──────── EXCERPT
There is a long-term controversy on the safety of using hardwood cutting boards in food preparation.

 

This review demonstrates that the porous nature of wood, especially when compared with smooth surfaces, is not responsible for the limited hygiene of the material used in the food industry and that it may even be an advantage for its microbiological status. In fact, its rough or porous surface often generates unfavorable conditions for microorganisms.

Florence Aviat, Christian Gerhards, Jos´e-juan Rodriguez-Jerez, Val´erie Michel, Isabelle Le Bayon, Rached Ismail, and Michel Federighi
“Microbial Safety of Wood in Contact with Food: A Review”
2016/03/07
Microbial Safety of Wood in Contact with Food: A Review
DO – 10.1111/1541-4337.12199
JO – Comprehensive Reviews in Food Science and Food Safety

As described in this review based on 86 references, wood is suitable for direct food contact.

Most of the studies described in this review are about the first use and reuse of wooden boards. This seems to be the consequence of an opinion that links the porous nature of wood with a hygienic trouble. Indeed, there is a great deal of evidence that porosity is an advantage for the microbiological status of wood in contact with food, even when processing food. In fact, its structure generates surface cavities that can trap bacteria in a state unfavorable for their survival, so bacterial growth is extremely limited. The rough or porous surface of wood is also an advantage for controlling the level of surface moisture.

On one hand, new wood is perfectly suitable for food contact if appropriate storage conditions are chosen. On the other hand, reused wooden surfaces must undergo an appropriate cleaning process. For instance, kitchen worktops are generally considered a critical point in food processing. Regardless of the surface material, working surfaces need to be constantly maintained and monitored for cleaning and disinfecting.

 

There is no evidence for an increased microbiological risk when properly maintained wooden cutting boards are used at home or in gastronomic units (Loecke and Skowyrska, 2015). Nevertheless, cleaning procedures (hand wash vs. use of dishwasher) should be always adjusted according to the material of the boards. Hence, the instructions of the manufacturers on cleaning and maintenance should be followed, to ensure optimal performance and safety of the food preparation.
────────────────
> **ACTIVITY**: Transcribe the passage on the safety of wooden cutting boards from "On one hand, new" to "the food preparation.".
──────── DATASET EXCERPTS
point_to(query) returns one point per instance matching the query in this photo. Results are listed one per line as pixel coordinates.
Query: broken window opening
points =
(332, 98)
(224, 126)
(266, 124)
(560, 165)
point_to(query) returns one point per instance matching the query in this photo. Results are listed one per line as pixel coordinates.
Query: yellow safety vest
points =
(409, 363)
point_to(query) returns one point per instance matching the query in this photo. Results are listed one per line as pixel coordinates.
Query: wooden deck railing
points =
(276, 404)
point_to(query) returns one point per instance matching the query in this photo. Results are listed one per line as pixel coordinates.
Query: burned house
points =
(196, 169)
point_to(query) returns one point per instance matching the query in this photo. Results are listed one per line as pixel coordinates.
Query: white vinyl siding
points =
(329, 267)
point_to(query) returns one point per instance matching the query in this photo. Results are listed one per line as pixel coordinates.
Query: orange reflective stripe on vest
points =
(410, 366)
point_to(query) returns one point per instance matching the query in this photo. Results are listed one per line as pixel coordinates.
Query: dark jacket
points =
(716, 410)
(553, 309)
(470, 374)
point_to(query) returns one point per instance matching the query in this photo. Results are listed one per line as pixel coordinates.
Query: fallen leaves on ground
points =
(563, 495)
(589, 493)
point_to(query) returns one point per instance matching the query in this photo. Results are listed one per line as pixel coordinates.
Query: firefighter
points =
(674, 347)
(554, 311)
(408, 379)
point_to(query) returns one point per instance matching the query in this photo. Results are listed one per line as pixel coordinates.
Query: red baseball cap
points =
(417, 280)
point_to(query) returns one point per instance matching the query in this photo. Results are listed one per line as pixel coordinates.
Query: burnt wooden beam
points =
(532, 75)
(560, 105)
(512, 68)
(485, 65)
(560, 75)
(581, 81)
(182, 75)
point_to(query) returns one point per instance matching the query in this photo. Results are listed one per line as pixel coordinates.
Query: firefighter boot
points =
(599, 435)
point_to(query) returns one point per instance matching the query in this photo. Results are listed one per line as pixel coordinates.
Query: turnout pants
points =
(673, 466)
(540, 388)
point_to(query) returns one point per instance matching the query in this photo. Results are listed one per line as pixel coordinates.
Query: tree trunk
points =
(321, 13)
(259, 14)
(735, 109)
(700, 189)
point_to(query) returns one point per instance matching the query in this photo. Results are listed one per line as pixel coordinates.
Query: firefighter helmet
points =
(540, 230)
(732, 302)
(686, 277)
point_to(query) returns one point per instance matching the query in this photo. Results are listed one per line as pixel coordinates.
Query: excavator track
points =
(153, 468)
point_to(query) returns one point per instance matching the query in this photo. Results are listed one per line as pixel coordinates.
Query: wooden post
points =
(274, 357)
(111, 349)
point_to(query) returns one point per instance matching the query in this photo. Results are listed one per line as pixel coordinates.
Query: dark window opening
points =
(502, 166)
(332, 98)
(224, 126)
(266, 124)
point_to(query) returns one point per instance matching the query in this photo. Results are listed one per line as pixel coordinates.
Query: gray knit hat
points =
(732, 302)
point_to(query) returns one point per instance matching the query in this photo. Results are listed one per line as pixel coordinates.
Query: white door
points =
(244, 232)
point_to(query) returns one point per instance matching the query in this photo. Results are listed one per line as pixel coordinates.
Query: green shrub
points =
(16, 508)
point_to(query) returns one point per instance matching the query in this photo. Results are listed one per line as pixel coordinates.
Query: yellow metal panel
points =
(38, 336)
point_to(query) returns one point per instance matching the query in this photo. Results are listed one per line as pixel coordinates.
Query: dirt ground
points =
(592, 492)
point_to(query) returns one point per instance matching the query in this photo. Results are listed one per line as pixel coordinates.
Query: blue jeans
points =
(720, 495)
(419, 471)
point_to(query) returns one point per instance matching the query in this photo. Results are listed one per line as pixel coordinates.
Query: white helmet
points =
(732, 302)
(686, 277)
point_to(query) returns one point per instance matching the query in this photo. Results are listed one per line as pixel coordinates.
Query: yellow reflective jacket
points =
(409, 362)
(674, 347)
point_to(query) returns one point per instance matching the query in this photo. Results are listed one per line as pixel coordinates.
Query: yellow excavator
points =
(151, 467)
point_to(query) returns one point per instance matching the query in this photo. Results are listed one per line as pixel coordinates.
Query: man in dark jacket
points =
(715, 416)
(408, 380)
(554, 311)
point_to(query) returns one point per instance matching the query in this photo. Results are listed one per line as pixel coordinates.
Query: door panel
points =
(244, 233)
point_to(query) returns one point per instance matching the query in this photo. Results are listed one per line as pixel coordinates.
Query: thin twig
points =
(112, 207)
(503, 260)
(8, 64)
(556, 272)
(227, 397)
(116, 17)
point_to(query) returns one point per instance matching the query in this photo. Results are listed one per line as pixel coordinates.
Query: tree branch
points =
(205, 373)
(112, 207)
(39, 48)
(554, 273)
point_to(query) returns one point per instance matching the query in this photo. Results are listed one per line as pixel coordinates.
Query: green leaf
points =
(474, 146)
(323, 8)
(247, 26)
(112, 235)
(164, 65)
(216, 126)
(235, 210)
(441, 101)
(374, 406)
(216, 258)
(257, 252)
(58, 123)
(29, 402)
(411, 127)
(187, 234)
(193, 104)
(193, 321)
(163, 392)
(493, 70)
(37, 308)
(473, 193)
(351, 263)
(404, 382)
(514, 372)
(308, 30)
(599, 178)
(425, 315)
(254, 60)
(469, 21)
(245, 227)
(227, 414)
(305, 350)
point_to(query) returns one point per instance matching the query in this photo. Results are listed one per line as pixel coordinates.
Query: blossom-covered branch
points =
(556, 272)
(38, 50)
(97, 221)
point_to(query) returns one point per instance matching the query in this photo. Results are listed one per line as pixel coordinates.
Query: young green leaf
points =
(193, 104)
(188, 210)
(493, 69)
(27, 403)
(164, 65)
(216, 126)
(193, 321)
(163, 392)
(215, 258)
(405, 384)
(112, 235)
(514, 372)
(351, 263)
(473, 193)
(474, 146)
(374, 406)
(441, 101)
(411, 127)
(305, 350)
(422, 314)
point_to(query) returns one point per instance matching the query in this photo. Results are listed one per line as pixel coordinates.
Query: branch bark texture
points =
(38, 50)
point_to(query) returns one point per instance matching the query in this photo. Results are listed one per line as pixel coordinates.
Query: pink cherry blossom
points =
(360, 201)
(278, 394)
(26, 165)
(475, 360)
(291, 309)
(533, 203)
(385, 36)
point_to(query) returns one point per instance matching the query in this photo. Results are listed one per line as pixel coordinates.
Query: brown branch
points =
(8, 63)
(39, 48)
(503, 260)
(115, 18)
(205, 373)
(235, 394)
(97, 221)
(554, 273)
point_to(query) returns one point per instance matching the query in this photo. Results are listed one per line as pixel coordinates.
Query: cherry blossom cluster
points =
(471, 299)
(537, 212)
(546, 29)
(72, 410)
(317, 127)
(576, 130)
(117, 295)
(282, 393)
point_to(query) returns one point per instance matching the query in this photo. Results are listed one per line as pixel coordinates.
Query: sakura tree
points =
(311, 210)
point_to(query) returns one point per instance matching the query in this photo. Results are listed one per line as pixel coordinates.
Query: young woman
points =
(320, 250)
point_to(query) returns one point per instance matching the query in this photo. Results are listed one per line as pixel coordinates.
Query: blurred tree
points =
────────────────
> **TASK OUTPUT**:
On one hand, new wood is perfectly suitable for food contact if appropriate storage conditions are chosen. On the other hand, reused wooden surfaces must undergo an appropriate cleaning process. For instance, kitchen worktops are generally considered a critical point in food processing. Regardless of the surface material, working surfaces need to be constantly maintained and monitored for cleaning and disinfecting.

 

There is no evidence for an increased microbiological risk when properly maintained wooden cutting boards are used at home or in gastronomic units (Loecke and Skowyrska, 2015). Nevertheless, cleaning procedures (hand wash vs. use of dishwasher) should be always adjusted according to the material of the boards. Hence, the instructions of the manufacturers on cleaning and maintenance should be followed, to ensure optimal performance and safety of the food preparation.